Выбранный отрывок =
Я еще раз хочу подчеркнуть, что все то, о чем я говорил, я говорил не из желания поучать; писательское дело — дело, как ни в какой другой сфере, сугубо индивидуальное. Только прошедшие через сердце писателя события обретают свою вторую жизнь в искусстве, и каждый литератор — тем он и интересен, что по-своему видит, понимает и оценивает жизнь. Но вместе с тем есть общие категории, которыми определяется общественная значимость и ценность произведений. Талант можно разменять, растворить в мелочах, но можно и приподнять его, если не боясь приниматься за коренные проблемы жизни, за темы крупные, за решение тех вопросов, какие решают сегодня партия и народ. Сказать об этом нужно и важно именно сегодня — как напутствие молодым в нашем общем теперь литературном деле.

Извлечённые данные =
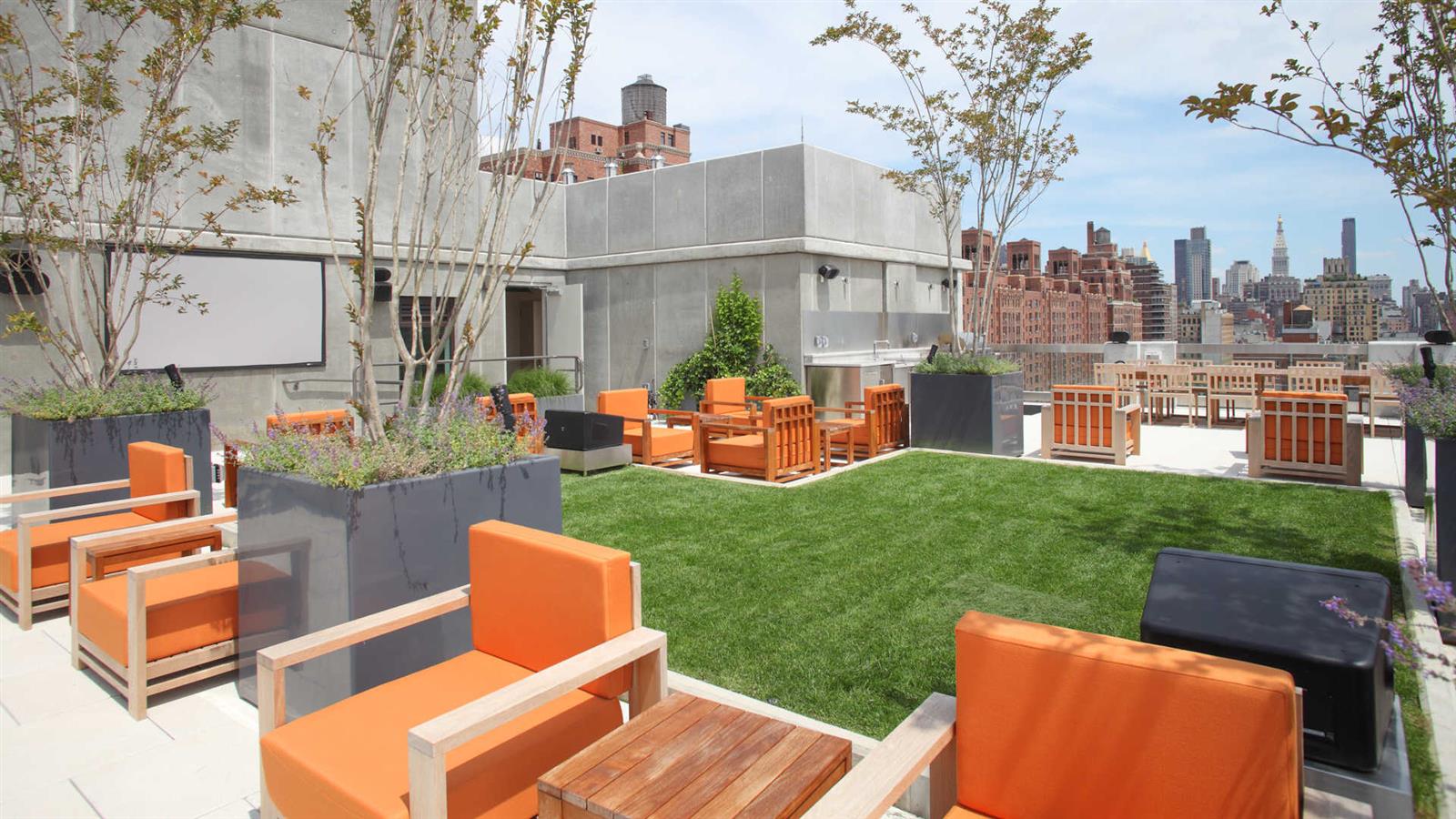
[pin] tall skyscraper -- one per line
(1193, 267)
(1347, 242)
(1280, 261)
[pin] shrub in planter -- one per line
(967, 404)
(363, 525)
(62, 435)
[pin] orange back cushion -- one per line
(539, 598)
(157, 468)
(1053, 722)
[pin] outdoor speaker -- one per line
(571, 429)
(1271, 612)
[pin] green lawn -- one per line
(837, 599)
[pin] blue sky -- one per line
(743, 76)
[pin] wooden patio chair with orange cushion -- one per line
(1307, 435)
(781, 446)
(1091, 421)
(313, 421)
(35, 555)
(159, 625)
(557, 637)
(672, 445)
(1050, 722)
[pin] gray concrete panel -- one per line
(587, 219)
(632, 327)
(735, 198)
(630, 213)
(682, 206)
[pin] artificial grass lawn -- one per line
(839, 599)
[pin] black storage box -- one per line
(571, 429)
(1271, 612)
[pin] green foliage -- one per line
(541, 382)
(967, 365)
(470, 387)
(411, 446)
(128, 395)
(733, 349)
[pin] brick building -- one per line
(592, 149)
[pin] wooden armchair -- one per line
(159, 625)
(313, 421)
(1091, 421)
(557, 639)
(1305, 433)
(35, 555)
(672, 445)
(783, 446)
(1052, 722)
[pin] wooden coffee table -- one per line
(689, 756)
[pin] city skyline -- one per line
(1145, 169)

Задание = Отредактируйте отрывок о писательском деле на участке от слов «Я еще раз хочу» до слов «теперь литературном деле.» включительно, заменив «Талант» на «Дарование».

Решение задания =
Я еще раз хочу подчеркнуть, что все то, о чем я говорил, я говорил не из желания поучать; писательское дело — дело, как ни в какой другой сфере, сугубо индивидуальное. Только прошедшие через сердце писателя события обретают свою вторую жизнь в искусстве, и каждый литератор — тем он и интересен, что по-своему видит, понимает и оценивает жизнь. Но вместе с тем есть общие категории, которыми определяется общественная значимость и ценность произведений. Дарование можно разменять, растворить в мелочах, но можно и приподнять его, если не боясь приниматься за коренные проблемы жизни, за темы крупные, за решение тех вопросов, какие решают сегодня партия и народ. Сказать об этом нужно и важно именно сегодня — как напутствие молодым в нашем общем теперь литературном деле.